EXCERPT PROVIDED START

Sangita Baniya Tuesday, May 1, 2018 at 4:00 PM (110 INSCC)
Title: Optical and magneto-optical studies of unconventional semiconductors for optoelectronic applications
This dissertation comprises three separate studies on materials that serve as active layers in organic optoelectronic devices: 1) Vibration modes and electronic excitations in π-conjugated copolymers and their blend with fullerene molecules with applications in organic photovoltaic (OPV) solar cells; 2) Magnetic field effect in organic light emitting devices (OLED) based on thermally activated delayed fluorescence (TADF) compounds 3) Optical study of 2D hybrid organic inorganic perovskites with potential use in a variety of optoelectronic devices.
We measured the spectra of resonant Raman scattering and doping induced absorption (DIA) in pristine films of π-conjugated donor-acceptor (D-A) copolymers, as well as the photoinduced absorption (PIA) spectra of their blend with fullerene PCBM molecules. We found that dominant charge carriers in these copolymers are polaron excitations. In addition, we also found that the D-A copolymer chains contain strongly coupled vibrational modes having relatively strong Raman scattering intensity. Since the lower energy induced polaron absorption band overlaps with the renormalized vibrational modes, they appear as anti-resonance lines superposed onto the induced polaron absorption band in both PIA and DIA spectra. We show that the Raman scattering, DIA and PIA spectra of PTB7 (fluorinated poly-thienothiophene-benzodithiophene) are well explained by the amplitude mode model.
We also studied magnetic field effect in donor-acceptor (D-A) type TADF compounds based organic light emitting diodes (OLED). Magneto-electroluminescence (MEL) and magneto-photoluminescence (MPL) in thin films of these compounds are enhanced thermally, and the response is interpreted as due to the Δg mechanism. TADF-based OLED doped with fluorescent emitters with various concentrations were also investigated. We found that both MEL and MPL responses are thermally activated with substantially lower activation energy compared to that in the pristine undoped D–A TADF host blend. However both MPL and MEL steeply decrease with the emitter’s concentration indicating the existence of a loss mechanism in the OLED device associated with energy transfer directly into the non-emissive triplet level of the emitter.

EXCERPT PROVIDED END
DATA RECORDS START

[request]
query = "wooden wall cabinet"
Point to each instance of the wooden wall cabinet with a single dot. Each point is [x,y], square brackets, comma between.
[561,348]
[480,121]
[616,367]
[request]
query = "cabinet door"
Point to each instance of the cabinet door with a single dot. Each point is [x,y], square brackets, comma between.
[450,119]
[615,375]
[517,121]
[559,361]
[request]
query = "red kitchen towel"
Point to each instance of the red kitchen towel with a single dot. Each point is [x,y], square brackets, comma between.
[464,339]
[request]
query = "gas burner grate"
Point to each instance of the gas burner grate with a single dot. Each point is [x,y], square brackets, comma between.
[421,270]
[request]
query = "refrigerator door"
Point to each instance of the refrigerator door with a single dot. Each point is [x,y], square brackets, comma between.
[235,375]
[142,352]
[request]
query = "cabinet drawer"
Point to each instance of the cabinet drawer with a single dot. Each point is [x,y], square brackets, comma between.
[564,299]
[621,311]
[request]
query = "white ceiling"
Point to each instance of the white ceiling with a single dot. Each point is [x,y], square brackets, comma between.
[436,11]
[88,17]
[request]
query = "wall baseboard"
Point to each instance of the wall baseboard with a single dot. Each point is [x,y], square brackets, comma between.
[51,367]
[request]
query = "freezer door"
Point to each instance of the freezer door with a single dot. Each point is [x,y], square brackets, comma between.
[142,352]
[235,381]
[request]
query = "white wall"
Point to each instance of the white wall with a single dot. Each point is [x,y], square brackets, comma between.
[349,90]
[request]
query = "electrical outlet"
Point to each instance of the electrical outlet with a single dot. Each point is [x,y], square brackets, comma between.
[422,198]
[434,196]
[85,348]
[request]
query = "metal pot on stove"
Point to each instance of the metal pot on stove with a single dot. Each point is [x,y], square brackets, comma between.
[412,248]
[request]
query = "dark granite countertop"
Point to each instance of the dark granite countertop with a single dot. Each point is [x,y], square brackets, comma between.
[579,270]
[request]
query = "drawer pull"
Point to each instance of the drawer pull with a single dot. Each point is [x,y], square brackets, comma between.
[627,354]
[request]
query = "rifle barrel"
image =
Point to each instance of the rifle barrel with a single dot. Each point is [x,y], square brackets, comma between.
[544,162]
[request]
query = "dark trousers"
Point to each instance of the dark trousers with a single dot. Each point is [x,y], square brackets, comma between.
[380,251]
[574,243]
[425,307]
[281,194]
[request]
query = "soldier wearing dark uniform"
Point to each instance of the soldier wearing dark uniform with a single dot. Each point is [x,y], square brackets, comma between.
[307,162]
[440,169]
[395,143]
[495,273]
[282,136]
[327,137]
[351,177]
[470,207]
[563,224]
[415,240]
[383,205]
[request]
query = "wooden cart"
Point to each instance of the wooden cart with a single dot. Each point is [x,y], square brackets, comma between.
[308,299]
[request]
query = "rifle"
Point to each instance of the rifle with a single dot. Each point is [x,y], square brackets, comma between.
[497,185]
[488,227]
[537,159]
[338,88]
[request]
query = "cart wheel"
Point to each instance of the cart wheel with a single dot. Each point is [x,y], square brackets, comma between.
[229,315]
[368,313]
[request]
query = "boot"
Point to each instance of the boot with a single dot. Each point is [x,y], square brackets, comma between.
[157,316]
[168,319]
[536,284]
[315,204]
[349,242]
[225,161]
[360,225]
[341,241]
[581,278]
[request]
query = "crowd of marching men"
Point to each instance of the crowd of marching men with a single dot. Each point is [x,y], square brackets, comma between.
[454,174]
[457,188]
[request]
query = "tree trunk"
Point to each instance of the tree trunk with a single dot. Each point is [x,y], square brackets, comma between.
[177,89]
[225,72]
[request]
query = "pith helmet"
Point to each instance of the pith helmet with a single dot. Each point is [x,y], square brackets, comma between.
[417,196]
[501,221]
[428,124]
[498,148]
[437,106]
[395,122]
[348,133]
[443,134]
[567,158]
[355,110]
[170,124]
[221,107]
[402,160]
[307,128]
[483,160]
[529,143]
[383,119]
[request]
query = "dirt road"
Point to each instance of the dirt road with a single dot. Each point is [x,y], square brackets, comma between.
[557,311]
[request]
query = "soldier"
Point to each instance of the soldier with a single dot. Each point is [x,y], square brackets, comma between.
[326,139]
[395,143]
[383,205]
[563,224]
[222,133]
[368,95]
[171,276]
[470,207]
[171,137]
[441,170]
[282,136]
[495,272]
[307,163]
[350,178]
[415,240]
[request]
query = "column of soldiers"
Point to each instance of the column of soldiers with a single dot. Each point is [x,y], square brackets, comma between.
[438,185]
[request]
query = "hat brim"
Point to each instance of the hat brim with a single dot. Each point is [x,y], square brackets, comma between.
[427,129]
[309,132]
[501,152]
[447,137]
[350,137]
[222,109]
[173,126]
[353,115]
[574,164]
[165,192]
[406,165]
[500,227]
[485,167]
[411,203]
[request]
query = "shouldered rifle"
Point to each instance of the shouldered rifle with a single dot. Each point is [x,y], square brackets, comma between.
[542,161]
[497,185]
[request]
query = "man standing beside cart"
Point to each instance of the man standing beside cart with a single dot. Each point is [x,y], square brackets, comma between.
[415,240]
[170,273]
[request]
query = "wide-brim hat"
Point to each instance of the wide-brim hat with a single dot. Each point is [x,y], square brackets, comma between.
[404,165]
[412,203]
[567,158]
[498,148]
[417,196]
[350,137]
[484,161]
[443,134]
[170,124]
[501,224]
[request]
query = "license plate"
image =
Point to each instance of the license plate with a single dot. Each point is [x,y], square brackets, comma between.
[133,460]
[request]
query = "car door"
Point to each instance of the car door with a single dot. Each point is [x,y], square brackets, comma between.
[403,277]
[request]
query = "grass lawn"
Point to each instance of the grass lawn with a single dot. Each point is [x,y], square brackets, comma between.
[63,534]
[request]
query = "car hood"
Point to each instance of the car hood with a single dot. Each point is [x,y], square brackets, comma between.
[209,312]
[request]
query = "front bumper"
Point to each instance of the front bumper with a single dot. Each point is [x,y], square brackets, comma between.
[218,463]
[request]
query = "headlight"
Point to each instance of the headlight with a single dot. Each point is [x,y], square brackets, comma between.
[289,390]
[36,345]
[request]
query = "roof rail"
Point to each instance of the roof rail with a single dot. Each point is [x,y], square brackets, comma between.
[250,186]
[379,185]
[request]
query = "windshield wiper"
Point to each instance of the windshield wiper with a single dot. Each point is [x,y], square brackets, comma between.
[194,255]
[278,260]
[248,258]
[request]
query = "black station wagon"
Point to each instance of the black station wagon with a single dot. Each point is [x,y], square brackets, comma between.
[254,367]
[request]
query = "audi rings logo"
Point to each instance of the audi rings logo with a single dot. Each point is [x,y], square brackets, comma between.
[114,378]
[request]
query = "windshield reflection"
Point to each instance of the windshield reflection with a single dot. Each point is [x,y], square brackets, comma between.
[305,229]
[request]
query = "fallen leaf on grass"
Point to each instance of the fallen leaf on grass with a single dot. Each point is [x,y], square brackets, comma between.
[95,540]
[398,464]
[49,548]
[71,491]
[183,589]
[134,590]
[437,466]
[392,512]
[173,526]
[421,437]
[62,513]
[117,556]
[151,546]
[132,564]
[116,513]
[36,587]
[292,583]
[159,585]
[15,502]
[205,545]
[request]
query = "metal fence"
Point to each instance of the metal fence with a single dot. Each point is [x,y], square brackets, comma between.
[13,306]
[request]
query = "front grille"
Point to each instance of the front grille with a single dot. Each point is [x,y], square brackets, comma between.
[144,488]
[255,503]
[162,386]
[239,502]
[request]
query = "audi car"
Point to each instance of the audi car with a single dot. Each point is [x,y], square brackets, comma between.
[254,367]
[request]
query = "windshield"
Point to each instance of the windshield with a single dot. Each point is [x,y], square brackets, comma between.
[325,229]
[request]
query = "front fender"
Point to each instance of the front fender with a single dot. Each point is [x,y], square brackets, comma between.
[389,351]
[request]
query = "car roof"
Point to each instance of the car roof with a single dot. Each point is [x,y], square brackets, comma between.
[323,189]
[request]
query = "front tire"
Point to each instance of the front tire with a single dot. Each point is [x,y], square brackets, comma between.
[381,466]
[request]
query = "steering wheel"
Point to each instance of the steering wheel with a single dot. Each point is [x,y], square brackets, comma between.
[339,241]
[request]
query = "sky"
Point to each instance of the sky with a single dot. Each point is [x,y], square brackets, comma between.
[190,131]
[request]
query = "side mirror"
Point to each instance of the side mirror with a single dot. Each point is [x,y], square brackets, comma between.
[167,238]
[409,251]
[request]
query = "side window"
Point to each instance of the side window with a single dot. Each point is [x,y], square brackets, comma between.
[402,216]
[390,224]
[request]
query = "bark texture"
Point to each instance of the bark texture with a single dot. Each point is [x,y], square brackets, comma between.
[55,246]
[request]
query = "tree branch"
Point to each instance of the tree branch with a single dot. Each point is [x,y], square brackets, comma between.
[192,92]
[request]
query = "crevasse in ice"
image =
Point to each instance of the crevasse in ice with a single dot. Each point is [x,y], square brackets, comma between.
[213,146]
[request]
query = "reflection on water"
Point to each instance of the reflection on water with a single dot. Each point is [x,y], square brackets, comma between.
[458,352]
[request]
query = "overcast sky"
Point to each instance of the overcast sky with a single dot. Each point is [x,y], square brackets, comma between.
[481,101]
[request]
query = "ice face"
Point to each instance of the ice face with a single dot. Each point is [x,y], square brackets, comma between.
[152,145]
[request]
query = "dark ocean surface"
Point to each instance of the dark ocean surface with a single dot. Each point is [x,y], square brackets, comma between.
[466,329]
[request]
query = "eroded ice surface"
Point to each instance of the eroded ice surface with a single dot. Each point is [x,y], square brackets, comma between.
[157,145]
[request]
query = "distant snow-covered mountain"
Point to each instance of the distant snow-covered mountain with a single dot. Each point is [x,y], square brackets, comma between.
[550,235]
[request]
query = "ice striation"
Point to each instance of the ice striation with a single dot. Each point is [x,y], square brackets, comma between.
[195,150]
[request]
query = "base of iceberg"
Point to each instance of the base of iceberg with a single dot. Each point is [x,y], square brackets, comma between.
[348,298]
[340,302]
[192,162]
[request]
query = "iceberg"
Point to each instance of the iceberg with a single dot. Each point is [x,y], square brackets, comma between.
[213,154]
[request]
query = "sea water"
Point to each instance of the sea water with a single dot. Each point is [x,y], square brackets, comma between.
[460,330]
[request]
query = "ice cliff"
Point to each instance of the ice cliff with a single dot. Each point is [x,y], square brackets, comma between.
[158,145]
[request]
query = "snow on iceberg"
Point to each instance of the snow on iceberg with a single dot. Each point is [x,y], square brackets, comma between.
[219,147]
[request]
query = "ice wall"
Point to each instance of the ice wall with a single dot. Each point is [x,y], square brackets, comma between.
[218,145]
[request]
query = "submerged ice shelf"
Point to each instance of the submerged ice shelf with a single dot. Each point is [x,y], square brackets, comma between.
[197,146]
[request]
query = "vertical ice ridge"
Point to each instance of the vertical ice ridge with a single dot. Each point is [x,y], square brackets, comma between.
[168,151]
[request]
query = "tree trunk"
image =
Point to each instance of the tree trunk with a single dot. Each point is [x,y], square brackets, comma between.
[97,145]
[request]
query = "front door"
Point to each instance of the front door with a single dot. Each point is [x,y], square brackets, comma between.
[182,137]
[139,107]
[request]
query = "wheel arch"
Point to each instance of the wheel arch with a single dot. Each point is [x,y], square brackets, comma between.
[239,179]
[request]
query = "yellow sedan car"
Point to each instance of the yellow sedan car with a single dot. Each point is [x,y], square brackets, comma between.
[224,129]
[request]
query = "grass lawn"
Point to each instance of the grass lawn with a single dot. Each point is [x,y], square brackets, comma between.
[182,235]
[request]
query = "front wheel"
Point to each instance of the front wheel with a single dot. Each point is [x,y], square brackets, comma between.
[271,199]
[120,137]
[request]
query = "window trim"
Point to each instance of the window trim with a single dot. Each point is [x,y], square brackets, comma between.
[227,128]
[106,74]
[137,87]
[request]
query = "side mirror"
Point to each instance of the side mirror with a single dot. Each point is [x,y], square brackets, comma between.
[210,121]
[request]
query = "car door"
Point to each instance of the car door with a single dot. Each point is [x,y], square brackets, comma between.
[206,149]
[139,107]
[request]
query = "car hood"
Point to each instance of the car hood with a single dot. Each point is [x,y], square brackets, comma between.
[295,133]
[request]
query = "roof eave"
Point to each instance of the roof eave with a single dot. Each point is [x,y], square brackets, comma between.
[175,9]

DATA RECORDS END

EXERCISE REQUIREMENTS:
1. In the dissertation abstract, what kind of excitations are the dominant charge carriers in the donor-acceptor copolymers?
2. According to the dissertation abstract, which kinds of spectra were measured for the π-conjugated donor-acceptor copolymers and their blend with PCBM?

ANSWERS TO EACH TASK:
1. Polaron excitations.

2.
- Resonant Raman scattering spectra
- Doping induced absorption (DIA) spectra
- Photoinduced absorption (PIA) spectra